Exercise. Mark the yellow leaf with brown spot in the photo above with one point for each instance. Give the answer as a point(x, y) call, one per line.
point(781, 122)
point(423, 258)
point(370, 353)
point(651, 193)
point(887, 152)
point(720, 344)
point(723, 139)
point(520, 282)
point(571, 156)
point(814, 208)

(ACTION ITEM):
Repeat the material exactly, please, so that each line matches its source.

(RESPONSE):
Exercise. Mark the yellow leaf with brown spot in the photo above with one point for each instance. Give the answer as a point(x, y) call, one per line.
point(781, 122)
point(423, 258)
point(370, 353)
point(651, 193)
point(887, 152)
point(720, 344)
point(723, 139)
point(520, 282)
point(571, 156)
point(814, 208)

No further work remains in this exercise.